▶ [EXERCISE INSTRUCTIONS] Copy each of the following lines verbatim, covering all of the material.

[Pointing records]

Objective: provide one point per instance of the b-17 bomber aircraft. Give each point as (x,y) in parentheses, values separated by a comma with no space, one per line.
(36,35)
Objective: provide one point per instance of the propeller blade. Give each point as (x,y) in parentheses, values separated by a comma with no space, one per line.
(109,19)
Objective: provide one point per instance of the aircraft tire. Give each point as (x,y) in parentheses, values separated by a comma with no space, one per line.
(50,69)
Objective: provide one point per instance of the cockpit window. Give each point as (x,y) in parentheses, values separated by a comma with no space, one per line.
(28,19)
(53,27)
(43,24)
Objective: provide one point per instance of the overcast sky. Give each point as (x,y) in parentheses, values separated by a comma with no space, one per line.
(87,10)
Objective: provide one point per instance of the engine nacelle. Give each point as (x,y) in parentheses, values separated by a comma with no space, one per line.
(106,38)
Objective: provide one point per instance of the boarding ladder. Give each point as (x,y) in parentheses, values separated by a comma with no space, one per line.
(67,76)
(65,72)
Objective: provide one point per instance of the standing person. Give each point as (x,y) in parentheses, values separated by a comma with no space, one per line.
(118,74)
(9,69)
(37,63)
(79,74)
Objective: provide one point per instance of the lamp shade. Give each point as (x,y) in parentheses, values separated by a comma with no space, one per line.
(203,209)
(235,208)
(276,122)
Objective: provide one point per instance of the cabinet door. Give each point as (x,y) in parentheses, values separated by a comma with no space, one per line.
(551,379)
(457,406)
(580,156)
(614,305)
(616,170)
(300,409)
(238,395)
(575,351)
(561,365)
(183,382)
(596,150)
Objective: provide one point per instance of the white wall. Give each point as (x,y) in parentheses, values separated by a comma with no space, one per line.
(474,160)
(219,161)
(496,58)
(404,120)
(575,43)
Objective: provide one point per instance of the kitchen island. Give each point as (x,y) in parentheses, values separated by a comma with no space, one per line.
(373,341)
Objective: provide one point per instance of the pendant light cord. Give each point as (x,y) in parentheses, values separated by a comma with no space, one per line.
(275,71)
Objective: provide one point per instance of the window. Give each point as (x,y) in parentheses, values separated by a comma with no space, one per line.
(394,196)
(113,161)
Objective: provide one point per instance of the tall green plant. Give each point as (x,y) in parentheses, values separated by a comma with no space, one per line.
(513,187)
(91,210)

▶ [SOLUTION]
Objective: provide one point per instance of the b-17 bomber aircraft. Give each point as (x,y) in parentheses, values separated by a comma with no space, one per line.
(36,35)
Objective: provide one point per instance of the propeller blade. Give each point as (x,y) in parentheses, values separated by a comma with no space, one per line.
(109,19)
Objective: provide one point per instance of the aircraft tire. Give each point as (x,y) in parentheses, values separated by a comma with no space, one per line.
(50,69)
Objective: provide one point per instance of the cockpit window. Give each point as (x,y) in parentheses, values separated by a comma with no space, one per line.
(28,19)
(53,27)
(43,24)
Objective: provide one point per instance of the overcast sky. Give each point as (x,y) in parentheses, values separated by a comma with no space, one per line.
(87,10)
Objective: provide one point per instance of the engine nacelle. Give each point as (x,y) in parentheses, values separated by a comma with no space, one per line.
(106,38)
Objective: provide one point per instance of the boarding ladder. Give each point as (x,y) in parentheses, values separated by a comma with no space, one per line.
(67,76)
(65,72)
Objective: provide one point per instance of the standing person. Give each point as (x,y) in parentheses, values separated by a comma with no space, one per line.
(118,74)
(9,69)
(37,63)
(79,74)
Objective: provide one point per instance of the lamp shade. Give each point as (x,y) in parentheses, values separated by a comma with no space, one per line.
(203,209)
(235,208)
(276,122)
Objective: provide one point per instance of the cabinet door. Give each point as (x,y) in parentheses, values separated by a comma with no space, one per line.
(551,379)
(457,406)
(580,156)
(614,305)
(616,170)
(300,409)
(238,395)
(575,351)
(561,365)
(183,382)
(596,150)
Objective: provide one point per instance of the white wall. Give each point as (x,y) in parentheses, values separated by a comma with no space, one per line.
(474,160)
(219,161)
(496,58)
(404,120)
(575,43)
Objective: provide one point per instance of the kitchen island. Give each point as (x,y) in parentheses, values separated by a comma with no space, one per line.
(373,341)
Objective: provide one point per instance of the pendant light cord. Give each point as (x,y) in parentheses, values separated by a comma with no space, one per line.
(275,71)
Objective: provide one point per instance of the window. Give each point as (x,y) in parentheses, values separated by a comma with no space, one per line.
(394,196)
(113,161)
Objective: provide one point per instance of the tall green plant. Give each point as (x,y) in parentheses, values separated by a comma with no space, one per line.
(513,187)
(91,210)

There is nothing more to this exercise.